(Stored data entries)
****

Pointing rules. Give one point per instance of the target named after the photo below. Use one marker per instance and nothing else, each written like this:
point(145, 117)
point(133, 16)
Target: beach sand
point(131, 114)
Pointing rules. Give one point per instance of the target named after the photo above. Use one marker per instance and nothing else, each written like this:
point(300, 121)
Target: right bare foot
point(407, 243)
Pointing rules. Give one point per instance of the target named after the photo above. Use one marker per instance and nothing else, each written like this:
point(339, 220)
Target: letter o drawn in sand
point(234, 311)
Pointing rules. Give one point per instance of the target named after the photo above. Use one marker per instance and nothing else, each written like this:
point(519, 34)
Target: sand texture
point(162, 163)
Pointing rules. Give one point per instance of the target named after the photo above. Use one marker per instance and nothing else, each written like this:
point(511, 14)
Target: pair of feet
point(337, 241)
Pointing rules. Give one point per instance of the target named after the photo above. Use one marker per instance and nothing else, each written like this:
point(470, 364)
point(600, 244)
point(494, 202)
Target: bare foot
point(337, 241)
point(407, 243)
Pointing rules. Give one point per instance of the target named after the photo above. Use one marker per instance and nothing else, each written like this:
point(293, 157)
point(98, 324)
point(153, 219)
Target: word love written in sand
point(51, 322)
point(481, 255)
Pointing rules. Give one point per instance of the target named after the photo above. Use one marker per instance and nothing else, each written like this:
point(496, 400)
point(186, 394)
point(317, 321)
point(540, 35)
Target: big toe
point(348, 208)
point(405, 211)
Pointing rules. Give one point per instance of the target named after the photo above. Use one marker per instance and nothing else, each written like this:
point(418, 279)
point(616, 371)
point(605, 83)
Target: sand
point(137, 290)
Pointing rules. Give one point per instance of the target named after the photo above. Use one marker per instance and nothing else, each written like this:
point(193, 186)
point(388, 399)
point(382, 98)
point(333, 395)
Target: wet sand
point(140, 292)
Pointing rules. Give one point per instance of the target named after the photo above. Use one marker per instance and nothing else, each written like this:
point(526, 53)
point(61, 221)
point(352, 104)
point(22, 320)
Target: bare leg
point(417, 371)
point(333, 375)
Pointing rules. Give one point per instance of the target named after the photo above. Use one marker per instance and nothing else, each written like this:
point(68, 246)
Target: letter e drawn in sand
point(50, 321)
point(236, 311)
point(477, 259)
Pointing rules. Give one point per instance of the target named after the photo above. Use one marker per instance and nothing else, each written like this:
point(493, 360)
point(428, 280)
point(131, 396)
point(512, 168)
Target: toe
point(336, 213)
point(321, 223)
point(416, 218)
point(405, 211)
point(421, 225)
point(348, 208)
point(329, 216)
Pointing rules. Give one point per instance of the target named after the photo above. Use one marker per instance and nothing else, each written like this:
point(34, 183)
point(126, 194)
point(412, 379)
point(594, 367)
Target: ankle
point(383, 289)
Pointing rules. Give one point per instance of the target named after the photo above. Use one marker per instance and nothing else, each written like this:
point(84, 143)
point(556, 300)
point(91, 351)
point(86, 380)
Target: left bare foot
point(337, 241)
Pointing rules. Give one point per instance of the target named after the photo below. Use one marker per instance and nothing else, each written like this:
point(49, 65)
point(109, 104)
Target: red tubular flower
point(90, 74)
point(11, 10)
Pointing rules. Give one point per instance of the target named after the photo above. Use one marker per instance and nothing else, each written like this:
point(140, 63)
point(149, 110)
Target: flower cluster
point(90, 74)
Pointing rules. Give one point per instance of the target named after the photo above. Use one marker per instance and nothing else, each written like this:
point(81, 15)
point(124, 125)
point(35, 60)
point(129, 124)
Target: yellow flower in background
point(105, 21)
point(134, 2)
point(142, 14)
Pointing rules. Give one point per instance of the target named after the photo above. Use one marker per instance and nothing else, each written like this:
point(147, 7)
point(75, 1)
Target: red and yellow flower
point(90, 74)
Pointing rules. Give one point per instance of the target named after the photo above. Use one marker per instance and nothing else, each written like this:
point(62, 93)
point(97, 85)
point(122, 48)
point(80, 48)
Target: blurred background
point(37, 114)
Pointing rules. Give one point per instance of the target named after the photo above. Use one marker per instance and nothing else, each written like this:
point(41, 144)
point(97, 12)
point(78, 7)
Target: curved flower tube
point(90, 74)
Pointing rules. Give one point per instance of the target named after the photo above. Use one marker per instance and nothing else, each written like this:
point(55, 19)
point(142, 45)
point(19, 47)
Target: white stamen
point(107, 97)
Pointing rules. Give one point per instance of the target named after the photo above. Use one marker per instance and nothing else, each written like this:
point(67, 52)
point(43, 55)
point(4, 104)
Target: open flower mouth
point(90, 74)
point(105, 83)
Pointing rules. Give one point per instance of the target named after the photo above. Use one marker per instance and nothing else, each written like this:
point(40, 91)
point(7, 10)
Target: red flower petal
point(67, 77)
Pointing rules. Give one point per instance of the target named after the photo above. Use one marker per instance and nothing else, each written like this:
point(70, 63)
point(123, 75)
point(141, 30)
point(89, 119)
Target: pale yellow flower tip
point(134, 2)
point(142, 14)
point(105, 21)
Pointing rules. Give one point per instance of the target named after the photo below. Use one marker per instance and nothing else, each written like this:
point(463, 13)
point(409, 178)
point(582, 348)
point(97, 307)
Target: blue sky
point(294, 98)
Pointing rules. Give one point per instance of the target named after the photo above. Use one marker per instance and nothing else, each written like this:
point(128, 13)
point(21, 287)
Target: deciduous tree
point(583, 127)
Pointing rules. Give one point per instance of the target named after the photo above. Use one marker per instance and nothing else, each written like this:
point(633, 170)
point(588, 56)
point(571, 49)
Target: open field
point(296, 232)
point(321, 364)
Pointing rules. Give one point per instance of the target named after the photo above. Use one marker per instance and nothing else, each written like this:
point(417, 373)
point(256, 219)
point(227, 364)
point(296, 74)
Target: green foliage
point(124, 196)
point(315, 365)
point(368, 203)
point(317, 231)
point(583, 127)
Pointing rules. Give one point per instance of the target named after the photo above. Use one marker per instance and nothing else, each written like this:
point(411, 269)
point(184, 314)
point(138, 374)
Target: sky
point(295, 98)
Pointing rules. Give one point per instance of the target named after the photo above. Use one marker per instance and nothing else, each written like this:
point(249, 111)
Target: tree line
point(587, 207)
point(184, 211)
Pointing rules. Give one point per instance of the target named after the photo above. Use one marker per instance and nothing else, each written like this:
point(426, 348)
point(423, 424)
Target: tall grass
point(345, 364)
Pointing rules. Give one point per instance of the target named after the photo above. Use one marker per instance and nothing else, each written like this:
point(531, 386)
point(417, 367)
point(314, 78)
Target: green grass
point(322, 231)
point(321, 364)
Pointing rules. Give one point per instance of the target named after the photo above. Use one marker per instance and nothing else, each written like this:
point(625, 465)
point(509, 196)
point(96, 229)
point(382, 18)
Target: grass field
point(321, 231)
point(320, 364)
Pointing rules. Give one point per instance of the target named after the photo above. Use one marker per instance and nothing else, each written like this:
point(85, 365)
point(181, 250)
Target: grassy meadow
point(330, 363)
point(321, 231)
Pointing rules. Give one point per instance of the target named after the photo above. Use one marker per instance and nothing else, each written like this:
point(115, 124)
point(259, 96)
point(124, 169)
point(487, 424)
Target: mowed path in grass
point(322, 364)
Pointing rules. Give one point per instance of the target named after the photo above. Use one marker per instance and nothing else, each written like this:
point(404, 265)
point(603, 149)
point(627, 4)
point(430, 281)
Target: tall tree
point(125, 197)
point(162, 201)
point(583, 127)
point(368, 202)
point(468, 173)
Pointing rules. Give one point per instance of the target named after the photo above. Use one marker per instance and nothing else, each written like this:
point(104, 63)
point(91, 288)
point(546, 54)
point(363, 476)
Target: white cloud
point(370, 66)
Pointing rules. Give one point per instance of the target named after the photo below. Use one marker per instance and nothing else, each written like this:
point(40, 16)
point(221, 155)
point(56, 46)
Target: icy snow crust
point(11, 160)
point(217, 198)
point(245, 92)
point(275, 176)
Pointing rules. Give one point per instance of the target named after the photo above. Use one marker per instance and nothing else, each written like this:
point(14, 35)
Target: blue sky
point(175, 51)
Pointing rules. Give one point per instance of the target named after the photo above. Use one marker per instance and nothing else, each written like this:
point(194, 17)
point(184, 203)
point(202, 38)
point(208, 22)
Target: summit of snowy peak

****

### Problem requirements
Tally the lines of the material above that contain the string "foot", treating uppercase and lowercase as different. Reply with the number only.

### Answer
3